- Page excerpt:

Use this file to discover all available pages before exploring further.

In Slurm, COMPLETING is an interim state that occurs while the job epilog script and cleanup operations are running. If these cleanup operations fail, Slurm jobs may remain in the COMPLETING state indefinitely. In SUNK v6.8.0 and above, a built-in automation handles cleanup of jobs and nodes stuck in the COMPLETING state. For SUNK versions earlier than v6.8.0, follow the manual remediation steps in this guide to address a Slurm node stuck in COMPLETING.

Troubleshooting stuck nodes in SUNK v6.8.0 or below

Do not perform a sync with Argo during this process. Syncing with Argo will overwrite the in-cluster changes prematurely.
1

List the stuck nodes

Identify the job stuck in COMPLETING and fetch its associated node list, using the squeue command:
squeue -t CG -o "%.18i %.9P %.8j %.8u %.2t %.10M %.10L %R"
For more information about this and other Slurm commands, see CoreWeave’s documentation about monitoring Slurm node states and Slurm job states.
2

Set nodes to the DOWN state

For each node, use scontrol to set the node state to DOWN with the reason "cleanup completing", as follows:
scontrol update node=[NODENAME] state=DOWN reason="cleanup completing"
This step is necessary because Slurm’s default cleanup_completing logic only addresses nodes in the DOWN state.

- Data block:
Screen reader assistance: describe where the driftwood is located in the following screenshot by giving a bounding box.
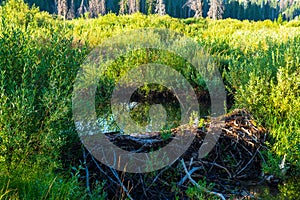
[78,110,274,199]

- Directions:
1. List every format specifier that the squeue command in the Slurm COMPLETING troubleshooting excerpt passes to its -o option.
2. Go on with the Slurm COMPLETING troubleshooting excerpt, starting right after its final sentence.

- Expected outputs:
1. %.18i, %.9P, %.8j, %.8u, %.2t, %.10M, %.10L, %R

2.
3

For nodes in INVALID_REG

If the nodes are also in the INVALID_REG state, set them to DOWN as shown in the previous step.Delete the node from Slurm for a clean re-registration:
scontrol delete node=[NODENAME]
If scontrol delete returns Requested nodes are busy, the node is part of an active reservation. Remove the node from the reservation before deleting it, then add it back after the node re-registers:
  1. Identify the reservation the node belongs to:
    scontrol show node [NODENAME] | grep -i reserv
    
  2. Remove the node from the reservation:
    scontrol update ReservationName=[RESERVATION-NAME] Nodes-=[NODENAME]
    
  3. Delete the node:
    scontrol delete node=[NODENAME]
    
  4. After the node re-registers, add it back to the reservation:
    scontrol update ReservationName=[RESERVATION-NAME] Nodes=+[NODENAME]
    
After the impacted nodes are in the DOWN state, the Slurm job transitions from the COMPLETING state to the COMPLETED state. After a short time, the nodes will transition back to IDLE. If the node is DOWN and the Slurm job remains in the COMPLETING state, first try to cancel the job. If the Slurm job is still stuck in the COMPLETING state, reconfigure.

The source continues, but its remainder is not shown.